-- EXTRACT PROVIDED --
UMB Bank Leads $220MM in Financing to Support DBM’s Acquisition of HC2

byIan Koplin
June 1, 2021
in Deal Announcements

DBM Global, the infrastructure business of HC2 Holdings, completed its previously announced acquisition of a 100% interest in Banker Steel Holdco from Atlas Holdings. DBM also entered into a new credit agreement that provides for a $110 million term loan and a $110 million revolving credit facility, which will be used to fully repay its existing debt obligations, fund a portion of the Banker Steel acquisition and provide additional working capital capacity.

The purchase price for the acquisition of the Banker Steel family of companies was $145 million (subject to working capital and other customary post-closing adjustments), which was financed with $64.1 million from the proceeds of the new term loan/revolving credit facility, $49.6 million of sellers’ notes, $6.3 million of assumed debt of Banker Steel and $25 million in cash received from HC2 in settlement of certain intercompany balances.

Banker Steel, which is now a wholly owned subsidiary of DBM, is based in Lynchburg, VA, and provides fabricated structural steel and erection services primarily for the East Coast and Southeast commercial and industrial construction markets. Banker Steel consists of six operating companies: Banker Steel, NYC Constructors, Memco, Derr & Isbell Construction, Innovative Detailing and Engineering Solutions and Lynchburg Freight and Specialty. Don Banker, CEO, and his executive team will continue their roles with Banker Steel.

“We are thrilled to add an industry leader with a renowned track record and over $800 million of backlog at the end of April,” Rustin Roach, CEO and chairman of DBM, said. “Having overseen marquee projects including One Vanderbilt, the Jacob K. Javits Convention Center Expansion, JPMorgan’s headquarters and the Barclays Center, Banker’s leading presence on the East Coast is an ideal complement to DBM’s primarily West Coast-focused footprint.”

“The addition of the Banker Steel family of companies to DBM, which is already the largest steel fabrication and erection company in the United States, provides DBM with an enhanced geographic diversity that will allow the company to take full advantage of a market that is poised for significant growth,” Avie Glazer, chairman of HC2, said.

-- ACTIONS TO TAKE --
(a) Give again the text of the UMB Bank financing announcement between "The purchase price" and "certain intercompany balances.", inclusive.
(b) Continue the UMB Bank financing announcement from its last sentence.

-- THE DATA --
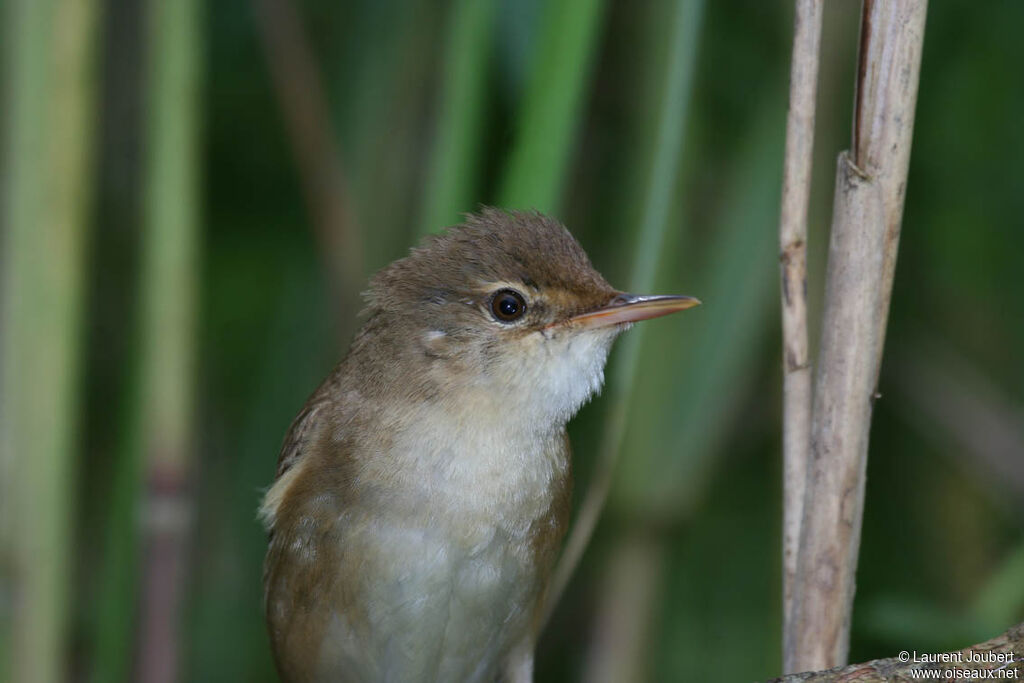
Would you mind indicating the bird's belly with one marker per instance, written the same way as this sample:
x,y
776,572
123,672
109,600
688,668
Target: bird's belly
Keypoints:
x,y
435,609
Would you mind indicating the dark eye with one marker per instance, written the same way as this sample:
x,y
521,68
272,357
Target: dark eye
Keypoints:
x,y
507,305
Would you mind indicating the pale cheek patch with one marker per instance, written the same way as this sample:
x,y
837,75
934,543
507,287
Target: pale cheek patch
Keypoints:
x,y
564,372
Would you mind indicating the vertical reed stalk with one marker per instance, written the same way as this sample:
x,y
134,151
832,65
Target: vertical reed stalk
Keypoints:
x,y
536,173
48,152
672,110
793,243
867,211
301,95
169,287
452,181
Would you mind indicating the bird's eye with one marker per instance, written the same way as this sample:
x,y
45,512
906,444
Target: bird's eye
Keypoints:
x,y
507,305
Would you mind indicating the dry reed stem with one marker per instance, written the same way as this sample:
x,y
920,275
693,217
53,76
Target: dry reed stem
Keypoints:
x,y
793,243
997,658
867,211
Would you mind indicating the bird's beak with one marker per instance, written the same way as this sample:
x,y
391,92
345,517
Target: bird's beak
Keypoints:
x,y
632,308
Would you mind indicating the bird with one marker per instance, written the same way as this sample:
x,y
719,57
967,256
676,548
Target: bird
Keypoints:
x,y
423,492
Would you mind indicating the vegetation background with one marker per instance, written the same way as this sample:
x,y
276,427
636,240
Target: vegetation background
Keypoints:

-- RESPONSES FOR EACH TASK --
(a)
The purchase price for the acquisition of the Banker Steel family of companies was $145 million (subject to working capital and other customary post-closing adjustments), which was financed with $64.1 million from the proceeds of the new term loan/revolving credit facility, $49.6 million of sellers’ notes, $6.3 million of assumed debt of Banker Steel and $25 million in cash received from HC2 in settlement of certain intercompany balances.

(b)
“With an expected return to pre-pandemic activity levels throughout the rest of 2021 and into 2022, coupled with government spending on infrastructure projected to be in the trillions of dollars over the next decade, HC2 anticipates that this transaction will help drive long-term revenue growth in our infrastructure segment,” Wayne Barr Jr., CEO of HC2, said.

The new credit agreement being used to help fund the acquisition is from a syndicate led by UMB Bank. The revolving credit facility will mature on May 31, 2024, and will bear an initial interest of prime minus 1.1%. The term loan will mature on May 31, 2026, and will bear an interest rate of 3.25%. In addition to funding a portion of the Banker Steel acquisition, DBM will use the term loan and revolving credit facility to repay any and all outstanding amounts on its existing credit agreement with Wells Fargo Bank and its existing loan from TCW Asset Management Company. There is no prepayment premium. Any undrawn amounts under the revolving credit facility will be available for DBM’s general corporate purposes.

“Our more favorable new credit agreement significantly reduces DBM’s cost of capital and will provide us with the continued liquidity and flexibility to operate efficiently,” Mike Hill, CFO of DBM, said.